EXERCISE INPUT below:
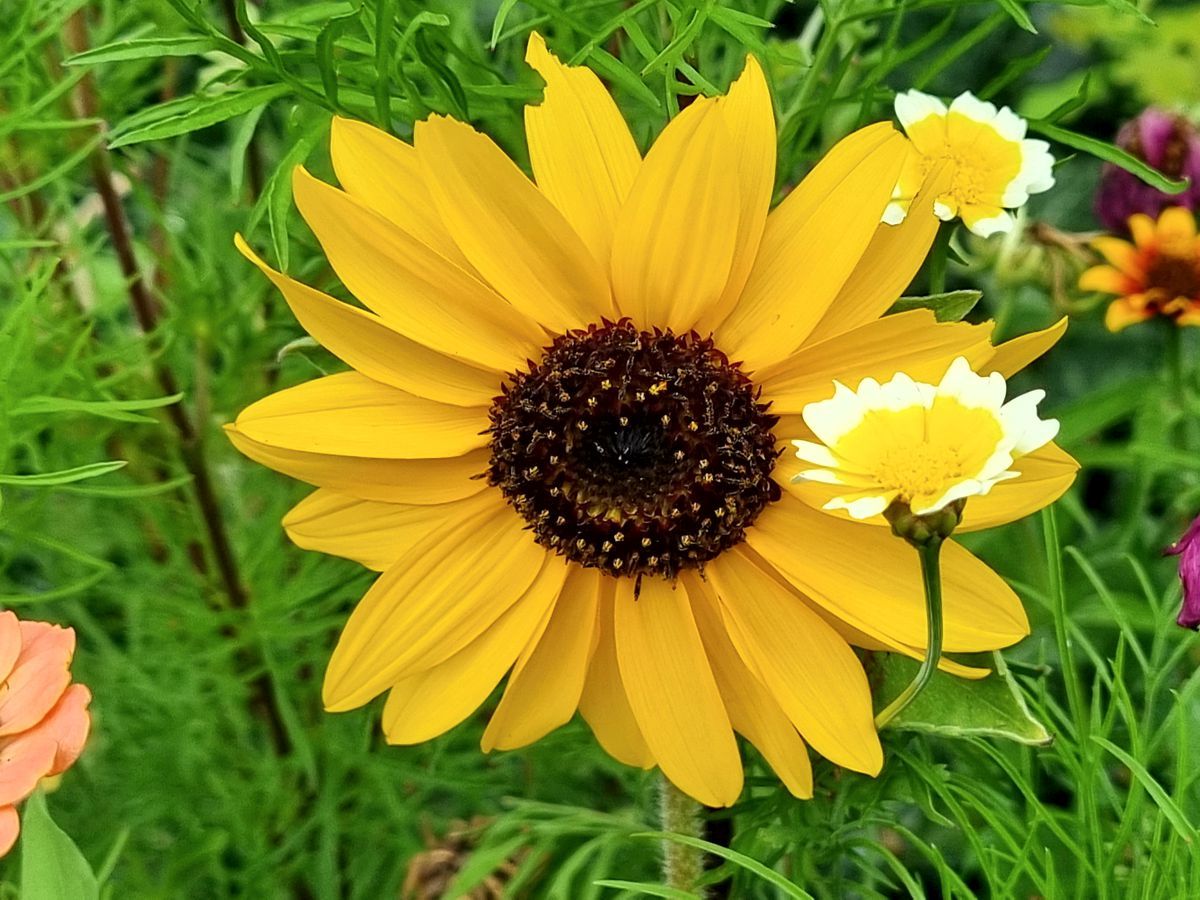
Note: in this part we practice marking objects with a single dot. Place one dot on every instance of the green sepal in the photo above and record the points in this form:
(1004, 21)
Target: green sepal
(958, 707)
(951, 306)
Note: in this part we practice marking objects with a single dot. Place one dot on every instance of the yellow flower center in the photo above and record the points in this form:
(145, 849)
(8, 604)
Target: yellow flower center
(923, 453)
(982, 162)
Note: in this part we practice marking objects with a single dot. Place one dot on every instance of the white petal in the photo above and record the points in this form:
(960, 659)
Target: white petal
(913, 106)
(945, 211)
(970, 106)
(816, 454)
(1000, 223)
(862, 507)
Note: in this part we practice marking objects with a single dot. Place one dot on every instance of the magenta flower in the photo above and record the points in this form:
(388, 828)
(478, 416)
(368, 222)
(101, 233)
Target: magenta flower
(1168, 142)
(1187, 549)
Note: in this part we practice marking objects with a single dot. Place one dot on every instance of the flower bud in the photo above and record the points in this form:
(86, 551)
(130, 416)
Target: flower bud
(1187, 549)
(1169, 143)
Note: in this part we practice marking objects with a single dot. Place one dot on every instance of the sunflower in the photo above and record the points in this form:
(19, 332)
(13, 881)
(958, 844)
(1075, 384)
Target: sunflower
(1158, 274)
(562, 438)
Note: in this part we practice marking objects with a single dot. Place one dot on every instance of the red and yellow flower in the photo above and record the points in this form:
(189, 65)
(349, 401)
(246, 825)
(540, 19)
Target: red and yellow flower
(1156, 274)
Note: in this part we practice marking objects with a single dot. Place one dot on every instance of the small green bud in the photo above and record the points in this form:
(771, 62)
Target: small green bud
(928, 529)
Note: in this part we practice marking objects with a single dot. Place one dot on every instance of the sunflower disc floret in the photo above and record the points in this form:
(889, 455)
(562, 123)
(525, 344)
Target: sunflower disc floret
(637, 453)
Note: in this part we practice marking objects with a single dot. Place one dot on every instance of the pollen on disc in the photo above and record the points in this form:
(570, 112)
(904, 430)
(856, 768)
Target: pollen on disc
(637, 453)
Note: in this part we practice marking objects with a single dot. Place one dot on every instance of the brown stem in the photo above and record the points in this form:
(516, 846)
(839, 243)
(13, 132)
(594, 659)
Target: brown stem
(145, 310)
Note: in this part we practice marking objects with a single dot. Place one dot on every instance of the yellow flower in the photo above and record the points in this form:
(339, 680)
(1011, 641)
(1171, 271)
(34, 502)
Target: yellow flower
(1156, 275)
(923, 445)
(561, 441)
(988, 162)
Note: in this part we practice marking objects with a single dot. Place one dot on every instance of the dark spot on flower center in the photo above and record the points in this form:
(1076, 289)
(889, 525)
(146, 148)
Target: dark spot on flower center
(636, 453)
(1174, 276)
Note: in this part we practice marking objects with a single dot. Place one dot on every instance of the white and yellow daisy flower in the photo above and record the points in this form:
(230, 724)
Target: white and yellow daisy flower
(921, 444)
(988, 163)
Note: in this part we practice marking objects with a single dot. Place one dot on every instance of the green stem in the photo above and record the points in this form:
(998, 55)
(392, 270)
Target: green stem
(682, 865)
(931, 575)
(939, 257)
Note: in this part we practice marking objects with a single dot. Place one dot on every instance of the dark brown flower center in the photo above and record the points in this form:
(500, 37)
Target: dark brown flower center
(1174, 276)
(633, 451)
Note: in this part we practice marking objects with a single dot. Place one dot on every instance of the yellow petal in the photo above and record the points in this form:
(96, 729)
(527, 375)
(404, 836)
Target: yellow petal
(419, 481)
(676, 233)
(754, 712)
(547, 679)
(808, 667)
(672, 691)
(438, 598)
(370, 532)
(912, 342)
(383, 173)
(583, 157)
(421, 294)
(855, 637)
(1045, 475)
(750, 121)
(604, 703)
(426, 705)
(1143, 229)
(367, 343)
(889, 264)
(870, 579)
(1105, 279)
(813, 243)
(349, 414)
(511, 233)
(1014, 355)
End of EXERCISE INPUT.
• _EXERCISE REQUIREMENTS_: Where pictures sit among the data above, omit them, and output the rest exactly.

• _RESPONSE AREA_:
Note: in this part we practice marking objects with a single dot. Place one dot on every instance of the green sepal in the photo above and record the points in this form:
(1004, 21)
Target: green sepal
(958, 707)
(951, 306)
Note: in this part we practice marking objects with a single dot. Place one dot on every instance of the yellow flower center in the photo above and record the points in this form:
(145, 849)
(8, 604)
Target: yellow flower center
(923, 453)
(982, 162)
Note: in this part we practice marking objects with a single dot. Place one dot on every instance of the white petal in the photo above and record the points in this form:
(960, 659)
Target: white petal
(913, 106)
(945, 211)
(970, 106)
(816, 454)
(1000, 223)
(862, 507)
Note: in this part we practice marking objects with a single dot. Place one dot on every instance of the magenta flower in the photo above and record the points in this form:
(388, 828)
(478, 416)
(368, 222)
(101, 233)
Target: magenta flower
(1168, 142)
(1187, 549)
Note: in this part we practice marking objects with a single dot. Place one dot on every instance of the flower bud in the photo above and record the points in this form:
(86, 551)
(130, 416)
Target: flower bud
(1187, 549)
(1169, 143)
Note: in this part we practice marking objects with a single dot. Place one dot on every instance of the sunflower in the photo above and record the points in this form:
(19, 332)
(13, 881)
(958, 844)
(1075, 384)
Target: sunflower
(1158, 274)
(562, 438)
Note: in this part we practice marking objects with a single dot. Place one dot on every instance of the red and yellow flower in the photo above and record the points in this form:
(189, 65)
(349, 401)
(246, 825)
(540, 19)
Target: red and yellow flower
(1156, 274)
Note: in this part we practice marking objects with a single dot. Place one dot on every instance of the small green bud in the photo above and record the points in this form:
(771, 62)
Target: small green bud
(928, 529)
Note: in this part we practice marking objects with a single dot. Place one dot on every instance of the sunflower disc floret in the photo above and record the points in this form:
(889, 455)
(562, 123)
(525, 344)
Target: sunflower disc floret
(637, 453)
Note: in this part we practice marking objects with a single dot. Place one dot on every instance of the pollen on disc in the photo above and record the points in this form:
(570, 112)
(904, 430)
(856, 768)
Target: pollen on disc
(637, 453)
Note: in this part we practice marking objects with a single dot. Place one dot on every instance of the brown stem in the photo above and record the points in this form:
(516, 846)
(839, 243)
(13, 132)
(594, 659)
Target: brown stem
(145, 310)
Note: in this part we practice marking objects with a single dot. Place one dot on every instance of the yellow flower in the photo above and record the points in this form:
(339, 680)
(1011, 641)
(1171, 271)
(34, 502)
Target: yellow flower
(1156, 275)
(923, 445)
(561, 441)
(988, 162)
Note: in this part we practice marking objects with a single dot. Place one dot on every instance of the dark spot on flower center in the photo above and record the points in this form:
(1076, 289)
(889, 525)
(146, 148)
Target: dark spot on flower center
(636, 453)
(1174, 276)
Note: in this part we practice marking objects with a single dot. Place one dot on every instance of the white and yellow daisy flower in the photo above and record the points in this form:
(230, 724)
Target: white and yellow daisy flower
(921, 444)
(988, 163)
Note: in this part we practice marking objects with a single dot. Place one dot on every instance of the green stem in the photo above and record the points in this form:
(998, 55)
(392, 270)
Target: green stem
(682, 865)
(931, 575)
(939, 257)
Note: in this part we practice marking objects with a single dot. Place one dot on every instance of the dark brown flower center in the photo above and record the points in this form:
(500, 37)
Target: dark brown flower center
(1174, 276)
(633, 451)
Note: in this part we practice marking objects with a single dot. Place one dot on every instance of the yellow petal in the photo above and record the points in this form:
(96, 729)
(527, 375)
(404, 836)
Target: yellow petal
(419, 481)
(676, 233)
(754, 712)
(547, 679)
(808, 667)
(672, 691)
(438, 598)
(370, 532)
(912, 342)
(383, 173)
(583, 157)
(421, 294)
(855, 637)
(1045, 475)
(750, 121)
(604, 703)
(426, 705)
(1143, 229)
(367, 343)
(889, 264)
(870, 579)
(1105, 279)
(813, 243)
(349, 414)
(511, 233)
(1014, 355)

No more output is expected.